Reproduce every line of the entries from the line containing "[point] every instance of the street lamp" through the end of the entries, both ends included, keeping the requests unchanged. In the answers, multiply each x and y coordinate by 0.6 and round the result to a whole number, rounding halves up.
=== Dataset entries ===
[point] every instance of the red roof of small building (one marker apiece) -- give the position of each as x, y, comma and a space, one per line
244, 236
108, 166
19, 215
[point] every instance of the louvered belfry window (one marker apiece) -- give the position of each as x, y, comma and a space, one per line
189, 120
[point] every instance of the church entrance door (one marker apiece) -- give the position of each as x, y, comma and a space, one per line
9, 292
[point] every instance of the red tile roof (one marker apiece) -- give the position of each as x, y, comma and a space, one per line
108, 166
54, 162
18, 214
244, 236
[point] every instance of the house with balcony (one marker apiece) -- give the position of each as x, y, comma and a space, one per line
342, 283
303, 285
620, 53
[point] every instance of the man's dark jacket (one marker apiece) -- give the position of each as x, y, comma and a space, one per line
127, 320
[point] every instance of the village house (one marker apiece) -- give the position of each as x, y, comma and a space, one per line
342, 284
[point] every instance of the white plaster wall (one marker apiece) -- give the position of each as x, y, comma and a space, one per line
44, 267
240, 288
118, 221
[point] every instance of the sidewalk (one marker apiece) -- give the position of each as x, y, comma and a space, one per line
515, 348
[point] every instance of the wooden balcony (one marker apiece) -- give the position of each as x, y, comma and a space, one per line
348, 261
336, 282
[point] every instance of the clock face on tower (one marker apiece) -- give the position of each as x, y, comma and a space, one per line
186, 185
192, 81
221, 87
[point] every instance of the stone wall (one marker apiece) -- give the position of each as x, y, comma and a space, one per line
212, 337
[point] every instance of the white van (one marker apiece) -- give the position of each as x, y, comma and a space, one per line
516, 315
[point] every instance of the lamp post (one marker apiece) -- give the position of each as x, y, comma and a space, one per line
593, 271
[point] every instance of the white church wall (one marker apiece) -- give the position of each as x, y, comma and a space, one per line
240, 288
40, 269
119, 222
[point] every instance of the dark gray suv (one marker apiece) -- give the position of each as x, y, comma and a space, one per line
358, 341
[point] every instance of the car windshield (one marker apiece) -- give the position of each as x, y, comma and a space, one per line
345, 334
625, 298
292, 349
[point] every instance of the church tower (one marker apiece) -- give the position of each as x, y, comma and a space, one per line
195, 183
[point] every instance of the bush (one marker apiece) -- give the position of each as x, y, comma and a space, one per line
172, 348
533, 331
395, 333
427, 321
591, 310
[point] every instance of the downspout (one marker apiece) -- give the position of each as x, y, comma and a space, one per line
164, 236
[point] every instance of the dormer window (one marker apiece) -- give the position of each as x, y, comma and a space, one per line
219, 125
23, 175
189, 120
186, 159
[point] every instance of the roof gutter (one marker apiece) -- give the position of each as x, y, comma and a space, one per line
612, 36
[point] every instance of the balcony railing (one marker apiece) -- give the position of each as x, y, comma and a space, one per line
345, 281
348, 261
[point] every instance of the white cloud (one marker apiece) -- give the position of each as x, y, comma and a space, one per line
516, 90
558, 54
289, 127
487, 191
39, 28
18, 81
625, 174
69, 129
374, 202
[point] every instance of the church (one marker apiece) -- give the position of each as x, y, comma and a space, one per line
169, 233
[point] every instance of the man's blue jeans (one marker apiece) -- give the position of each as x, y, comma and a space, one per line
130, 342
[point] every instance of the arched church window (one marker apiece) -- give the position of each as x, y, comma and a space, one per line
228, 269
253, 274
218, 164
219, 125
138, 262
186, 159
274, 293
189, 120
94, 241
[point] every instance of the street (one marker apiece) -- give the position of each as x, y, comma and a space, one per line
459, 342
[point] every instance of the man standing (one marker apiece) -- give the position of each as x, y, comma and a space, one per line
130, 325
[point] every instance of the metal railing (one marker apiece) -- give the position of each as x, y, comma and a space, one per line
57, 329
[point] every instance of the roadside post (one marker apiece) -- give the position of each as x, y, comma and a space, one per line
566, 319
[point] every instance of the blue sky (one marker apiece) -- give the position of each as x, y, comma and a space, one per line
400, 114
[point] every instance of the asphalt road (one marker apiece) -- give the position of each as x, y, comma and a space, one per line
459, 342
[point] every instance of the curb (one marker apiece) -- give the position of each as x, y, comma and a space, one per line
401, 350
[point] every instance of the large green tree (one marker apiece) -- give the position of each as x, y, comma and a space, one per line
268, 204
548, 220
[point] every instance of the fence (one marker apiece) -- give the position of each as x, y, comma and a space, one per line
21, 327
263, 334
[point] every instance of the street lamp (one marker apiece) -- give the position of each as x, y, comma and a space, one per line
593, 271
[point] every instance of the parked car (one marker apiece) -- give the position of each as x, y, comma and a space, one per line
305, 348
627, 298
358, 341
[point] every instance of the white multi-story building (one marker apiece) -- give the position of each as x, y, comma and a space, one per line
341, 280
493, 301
===
» **Answer to the task**:
[point] every instance of the street lamp (one marker apiece) -- give the position of each as x, y, comma and a space, one per line
356, 163
[point] every instance of the parked car (one marker apiece) -- give the position of each as x, y, comma and a space, one per line
183, 209
376, 179
215, 205
[point] every instance of the white multi-story building (one marker apiece) -- give the position of each as x, y, comma and a space, one per line
205, 168
296, 181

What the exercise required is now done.